Defense of thesis of Mykola Ialovega

22 février 2021 par Eric Rostang
Mr. Mykola IALOVEGA, PhD student at the PIIM laboratory and at the IRFM (CEA CAdarache), will publicly support his thesis entitled: "Surface conditions of W components : Impact on hydrogen inventory" on Tuesday, February 23, 2021 at 9:30 a.m. Place: IRFM - René Gravier - Centre de Cadarache 13115 Saint paul lez Durance


Will publicly support his thesis work entitled :

Surface conditions of W components : Impact on hydrogen inventory

Defense scheduled for Tuesday, February 23, 2021 at 9:30 a.m.

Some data
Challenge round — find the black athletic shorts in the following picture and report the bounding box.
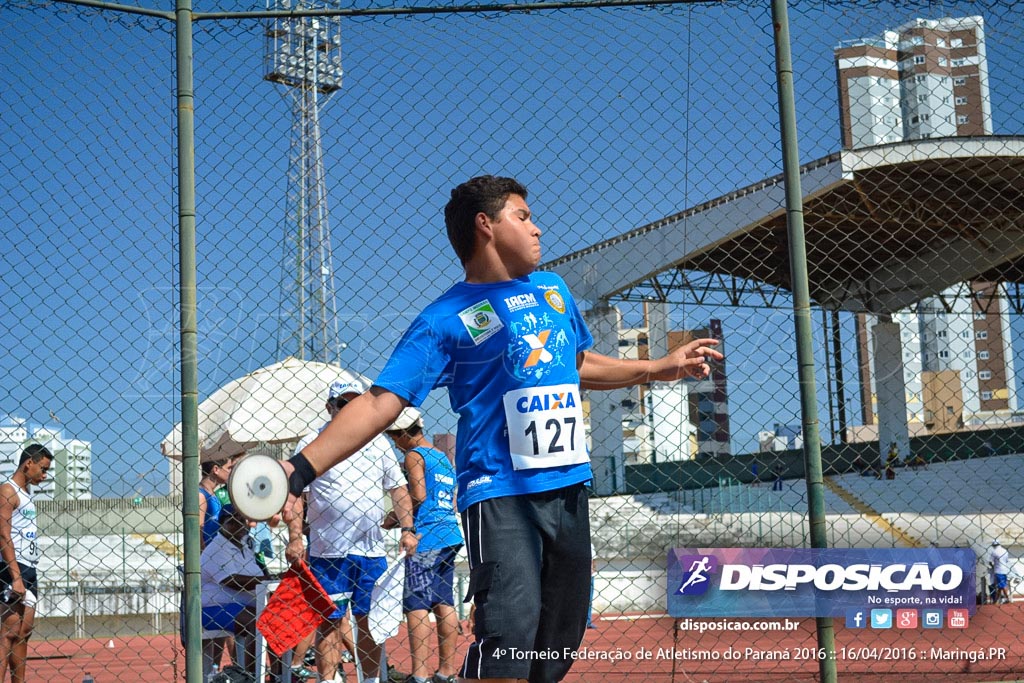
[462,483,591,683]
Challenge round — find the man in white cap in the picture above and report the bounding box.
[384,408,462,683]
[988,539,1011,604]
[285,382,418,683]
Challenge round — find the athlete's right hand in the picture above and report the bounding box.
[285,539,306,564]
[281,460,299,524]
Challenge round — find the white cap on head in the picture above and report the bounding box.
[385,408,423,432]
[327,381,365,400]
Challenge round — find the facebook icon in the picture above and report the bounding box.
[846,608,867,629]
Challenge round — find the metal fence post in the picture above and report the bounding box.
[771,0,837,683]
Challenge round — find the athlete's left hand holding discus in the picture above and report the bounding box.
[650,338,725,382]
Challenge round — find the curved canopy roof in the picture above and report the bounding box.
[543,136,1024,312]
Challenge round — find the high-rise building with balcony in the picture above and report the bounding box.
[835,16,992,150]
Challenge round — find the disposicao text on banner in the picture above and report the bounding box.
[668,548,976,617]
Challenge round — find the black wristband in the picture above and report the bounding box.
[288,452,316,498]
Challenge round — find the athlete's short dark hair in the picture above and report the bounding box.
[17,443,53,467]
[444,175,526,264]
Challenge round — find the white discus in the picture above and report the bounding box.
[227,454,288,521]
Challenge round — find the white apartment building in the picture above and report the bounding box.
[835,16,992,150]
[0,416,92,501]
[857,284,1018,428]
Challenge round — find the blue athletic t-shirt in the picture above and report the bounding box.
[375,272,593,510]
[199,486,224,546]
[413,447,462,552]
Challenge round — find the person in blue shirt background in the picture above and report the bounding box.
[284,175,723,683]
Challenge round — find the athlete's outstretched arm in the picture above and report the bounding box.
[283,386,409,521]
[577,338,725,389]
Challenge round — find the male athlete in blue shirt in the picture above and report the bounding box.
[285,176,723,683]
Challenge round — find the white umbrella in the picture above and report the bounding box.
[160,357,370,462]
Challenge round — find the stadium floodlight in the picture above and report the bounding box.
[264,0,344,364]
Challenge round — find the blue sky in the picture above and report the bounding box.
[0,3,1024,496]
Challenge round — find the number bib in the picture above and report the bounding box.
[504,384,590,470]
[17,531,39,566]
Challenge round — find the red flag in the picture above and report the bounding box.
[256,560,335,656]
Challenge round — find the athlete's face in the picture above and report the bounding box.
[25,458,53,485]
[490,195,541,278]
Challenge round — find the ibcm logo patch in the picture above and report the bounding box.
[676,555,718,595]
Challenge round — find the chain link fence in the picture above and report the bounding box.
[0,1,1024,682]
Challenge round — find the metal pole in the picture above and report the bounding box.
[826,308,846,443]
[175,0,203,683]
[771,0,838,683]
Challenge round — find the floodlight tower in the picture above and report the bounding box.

Set exercise:
Rewrite the thesis defense announcement from "Will publicly support his thesis work" up to and including "for Tuesday, February 23, 2021 at 9:30 a.m.", replacing "hydrogen" with "deuterium".

Written solution:
Will publicly support his thesis work entitled :

Surface conditions of W components : Impact on deuterium inventory

Defense scheduled for Tuesday, February 23, 2021 at 9:30 a.m.